→ THE TASK
Please set down only the lines that run from the one containing "Query: man's gray hair" to the end of the listing below, exactly as written.

======== PROVIDED ENTRIES ========

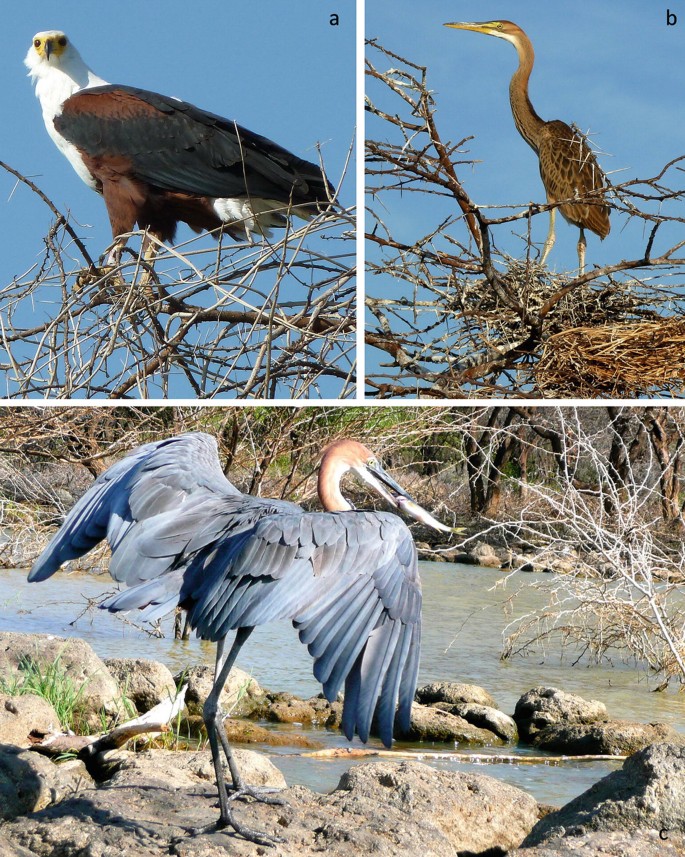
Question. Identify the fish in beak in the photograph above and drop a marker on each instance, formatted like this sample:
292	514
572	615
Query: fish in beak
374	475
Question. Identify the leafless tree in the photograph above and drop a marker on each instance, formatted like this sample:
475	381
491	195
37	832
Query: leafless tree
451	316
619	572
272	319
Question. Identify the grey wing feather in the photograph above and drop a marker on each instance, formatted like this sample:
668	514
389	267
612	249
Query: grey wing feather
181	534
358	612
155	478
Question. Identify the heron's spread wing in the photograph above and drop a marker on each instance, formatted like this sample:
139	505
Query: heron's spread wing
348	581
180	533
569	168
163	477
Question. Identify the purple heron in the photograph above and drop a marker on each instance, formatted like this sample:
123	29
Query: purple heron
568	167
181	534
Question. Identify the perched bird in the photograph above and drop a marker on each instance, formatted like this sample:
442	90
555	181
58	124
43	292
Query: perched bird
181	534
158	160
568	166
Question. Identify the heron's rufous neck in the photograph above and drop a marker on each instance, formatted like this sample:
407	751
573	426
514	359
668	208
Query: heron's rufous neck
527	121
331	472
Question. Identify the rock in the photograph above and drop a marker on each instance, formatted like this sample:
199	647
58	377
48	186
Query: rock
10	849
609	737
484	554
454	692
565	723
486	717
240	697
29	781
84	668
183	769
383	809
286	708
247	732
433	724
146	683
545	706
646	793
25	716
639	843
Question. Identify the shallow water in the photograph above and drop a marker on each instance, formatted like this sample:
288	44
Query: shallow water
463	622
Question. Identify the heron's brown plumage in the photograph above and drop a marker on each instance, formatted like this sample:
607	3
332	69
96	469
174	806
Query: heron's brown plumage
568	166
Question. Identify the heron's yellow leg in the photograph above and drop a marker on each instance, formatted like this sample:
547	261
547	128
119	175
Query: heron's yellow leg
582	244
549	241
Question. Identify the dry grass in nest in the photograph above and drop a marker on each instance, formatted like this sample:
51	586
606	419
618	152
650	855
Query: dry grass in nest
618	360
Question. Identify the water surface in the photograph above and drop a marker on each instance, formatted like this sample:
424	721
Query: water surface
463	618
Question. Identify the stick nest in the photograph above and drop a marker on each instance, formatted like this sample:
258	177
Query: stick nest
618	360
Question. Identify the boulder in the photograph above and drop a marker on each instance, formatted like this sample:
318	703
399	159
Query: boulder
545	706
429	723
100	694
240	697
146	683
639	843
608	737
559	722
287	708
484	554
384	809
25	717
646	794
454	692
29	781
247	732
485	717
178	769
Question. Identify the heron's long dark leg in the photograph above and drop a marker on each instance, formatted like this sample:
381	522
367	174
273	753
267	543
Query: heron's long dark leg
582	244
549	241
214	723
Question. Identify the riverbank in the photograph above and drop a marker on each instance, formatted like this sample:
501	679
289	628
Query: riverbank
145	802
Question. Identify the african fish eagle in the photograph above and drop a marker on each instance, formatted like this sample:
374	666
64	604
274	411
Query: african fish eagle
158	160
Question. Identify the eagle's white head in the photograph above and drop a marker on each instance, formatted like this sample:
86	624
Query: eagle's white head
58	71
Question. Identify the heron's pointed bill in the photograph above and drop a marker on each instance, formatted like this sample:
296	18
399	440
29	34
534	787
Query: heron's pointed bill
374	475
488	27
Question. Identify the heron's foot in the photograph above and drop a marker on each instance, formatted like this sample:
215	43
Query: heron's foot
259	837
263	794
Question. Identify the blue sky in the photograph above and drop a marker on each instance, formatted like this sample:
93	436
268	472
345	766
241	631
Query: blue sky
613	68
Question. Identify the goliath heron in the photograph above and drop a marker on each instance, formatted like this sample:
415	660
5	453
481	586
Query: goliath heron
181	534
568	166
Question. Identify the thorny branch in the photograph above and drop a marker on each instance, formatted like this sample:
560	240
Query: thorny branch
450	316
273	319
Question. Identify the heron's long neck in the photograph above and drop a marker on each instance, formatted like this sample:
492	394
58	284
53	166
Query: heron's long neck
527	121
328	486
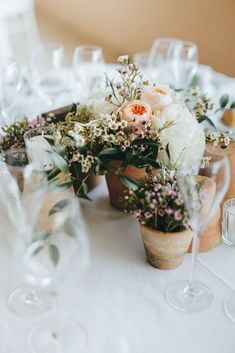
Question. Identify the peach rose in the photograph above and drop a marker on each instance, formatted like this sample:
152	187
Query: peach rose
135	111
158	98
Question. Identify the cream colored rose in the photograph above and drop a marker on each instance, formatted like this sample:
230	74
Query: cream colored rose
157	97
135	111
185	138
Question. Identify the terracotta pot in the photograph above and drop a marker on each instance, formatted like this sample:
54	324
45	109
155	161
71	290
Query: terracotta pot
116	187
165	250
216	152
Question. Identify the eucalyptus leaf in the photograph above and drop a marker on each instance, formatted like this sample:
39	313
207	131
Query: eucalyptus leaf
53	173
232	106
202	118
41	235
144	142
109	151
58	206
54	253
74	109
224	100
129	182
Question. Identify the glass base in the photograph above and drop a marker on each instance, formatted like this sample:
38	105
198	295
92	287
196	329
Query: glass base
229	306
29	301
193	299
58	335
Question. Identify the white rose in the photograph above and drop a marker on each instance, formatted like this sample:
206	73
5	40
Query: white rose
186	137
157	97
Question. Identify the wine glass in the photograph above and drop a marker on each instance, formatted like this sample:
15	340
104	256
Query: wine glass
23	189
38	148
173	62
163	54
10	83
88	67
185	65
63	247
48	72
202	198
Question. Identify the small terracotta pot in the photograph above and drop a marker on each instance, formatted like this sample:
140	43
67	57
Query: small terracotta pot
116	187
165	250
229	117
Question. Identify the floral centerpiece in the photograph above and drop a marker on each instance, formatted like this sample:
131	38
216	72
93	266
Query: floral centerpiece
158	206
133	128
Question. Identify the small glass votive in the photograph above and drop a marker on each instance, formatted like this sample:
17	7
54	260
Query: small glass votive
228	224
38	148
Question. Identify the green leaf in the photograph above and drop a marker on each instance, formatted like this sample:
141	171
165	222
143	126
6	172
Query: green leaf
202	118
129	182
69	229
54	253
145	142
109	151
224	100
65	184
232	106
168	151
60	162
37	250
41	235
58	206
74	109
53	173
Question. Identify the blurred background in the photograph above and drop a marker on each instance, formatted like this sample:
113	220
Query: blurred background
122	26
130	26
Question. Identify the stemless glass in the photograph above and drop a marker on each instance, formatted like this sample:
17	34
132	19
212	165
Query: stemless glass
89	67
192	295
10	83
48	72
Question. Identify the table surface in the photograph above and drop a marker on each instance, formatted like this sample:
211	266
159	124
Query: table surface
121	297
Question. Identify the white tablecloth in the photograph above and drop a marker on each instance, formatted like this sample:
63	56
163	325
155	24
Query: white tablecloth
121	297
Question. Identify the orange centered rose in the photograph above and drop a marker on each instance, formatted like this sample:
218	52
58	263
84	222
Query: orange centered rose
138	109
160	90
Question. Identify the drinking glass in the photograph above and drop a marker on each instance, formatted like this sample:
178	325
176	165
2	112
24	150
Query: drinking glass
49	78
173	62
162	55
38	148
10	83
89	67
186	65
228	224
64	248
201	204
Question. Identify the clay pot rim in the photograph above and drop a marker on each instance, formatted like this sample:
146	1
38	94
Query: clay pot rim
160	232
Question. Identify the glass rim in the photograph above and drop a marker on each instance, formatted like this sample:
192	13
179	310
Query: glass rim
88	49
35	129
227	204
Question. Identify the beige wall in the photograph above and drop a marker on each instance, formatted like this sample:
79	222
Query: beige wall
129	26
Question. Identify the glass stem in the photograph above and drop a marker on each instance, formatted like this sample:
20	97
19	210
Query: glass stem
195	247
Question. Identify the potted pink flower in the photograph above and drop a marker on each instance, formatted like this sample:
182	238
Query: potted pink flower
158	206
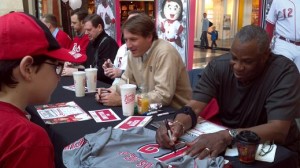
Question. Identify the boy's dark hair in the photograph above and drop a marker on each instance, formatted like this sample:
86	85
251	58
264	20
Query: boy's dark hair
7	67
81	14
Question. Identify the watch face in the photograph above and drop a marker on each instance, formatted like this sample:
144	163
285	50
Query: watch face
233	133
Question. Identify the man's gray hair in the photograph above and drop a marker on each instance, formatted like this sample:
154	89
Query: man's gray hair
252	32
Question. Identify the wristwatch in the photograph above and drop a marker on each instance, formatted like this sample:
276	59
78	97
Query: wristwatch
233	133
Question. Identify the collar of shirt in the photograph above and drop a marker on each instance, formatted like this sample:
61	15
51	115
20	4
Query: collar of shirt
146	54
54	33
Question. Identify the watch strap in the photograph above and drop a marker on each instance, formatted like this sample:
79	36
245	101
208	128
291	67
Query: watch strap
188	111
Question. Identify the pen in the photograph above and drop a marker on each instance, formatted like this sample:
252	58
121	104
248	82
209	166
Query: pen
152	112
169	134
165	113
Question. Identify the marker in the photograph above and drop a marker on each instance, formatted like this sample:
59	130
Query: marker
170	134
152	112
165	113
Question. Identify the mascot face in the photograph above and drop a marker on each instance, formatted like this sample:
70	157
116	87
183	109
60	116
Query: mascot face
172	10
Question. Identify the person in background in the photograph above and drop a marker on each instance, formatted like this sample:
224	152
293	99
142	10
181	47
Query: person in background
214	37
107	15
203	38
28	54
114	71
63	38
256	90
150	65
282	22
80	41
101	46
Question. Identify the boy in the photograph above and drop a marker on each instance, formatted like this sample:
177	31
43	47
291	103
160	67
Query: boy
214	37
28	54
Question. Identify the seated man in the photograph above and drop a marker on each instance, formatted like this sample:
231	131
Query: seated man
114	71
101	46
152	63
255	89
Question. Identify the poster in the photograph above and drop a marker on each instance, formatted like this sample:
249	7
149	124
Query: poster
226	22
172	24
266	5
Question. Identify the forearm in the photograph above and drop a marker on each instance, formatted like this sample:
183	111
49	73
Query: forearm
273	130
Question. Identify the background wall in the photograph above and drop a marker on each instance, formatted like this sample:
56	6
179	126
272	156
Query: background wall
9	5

========

→ RESPONSE TO THIS TASK
Query: man's gray hair
252	32
Question. Identify the wristwatch in the photograph above and drop a marker on each instance, formatted like this sample:
276	59
78	97
Query: wristwatch
233	133
Question. Identify the collar of shirt in the photograph above and drop a marker on each instance, formatted like this sample:
61	15
51	115
20	4
Query: collar of shirt
146	54
54	33
Question. Identify the watch strap in the photograph above and drop a marker on each instance, formatted like this sample:
79	36
245	101
208	128
291	67
Query: watch strap
188	111
Question. Identify the pen in the photograph above and drop a marker on each instance, formatted like this sample:
252	58
121	104
248	82
209	166
Query: pen
152	112
169	134
165	113
Question. Identify the marker in the photograph above and drop a marker on each instance, formatted like this sample:
59	130
Query: marker
170	134
152	112
165	113
Question. Identify the mascot face in the photograph above and drop a marker on each instance, formatted like this sample:
70	157
116	87
183	109
60	116
Query: mascot face
172	10
Question. Identify the person in background in the photograph above and drop a marker on each instance, formatted like this sample:
224	152
293	99
142	10
181	47
Query: person in background
214	37
107	15
203	38
28	54
114	71
63	38
256	90
150	65
282	22
80	41
101	46
Question. Identify the boy in the photograph above and drop a marker on each instance, formatted like this sample:
177	31
43	47
291	103
160	67
Query: boy
214	37
28	54
Question. Identify the seated man in the photograph above and drop a marker on each instance, formatted like this sample:
231	131
Query: seated man
114	71
101	46
152	63
255	89
Question. Identify the poster in the photograph above and drop a marker on each instance, formatted like this sample:
249	7
149	124
Query: poster
226	22
172	24
266	5
Question. Identify the forearm in the photograph above and drop a marker on each instance, formatted like this sample:
183	111
49	73
Query: forearm
273	130
Question. Identify the background wall in the photograph above and drop a marker on each instance, formatted like this sample:
56	6
179	126
272	156
Query: background wall
9	5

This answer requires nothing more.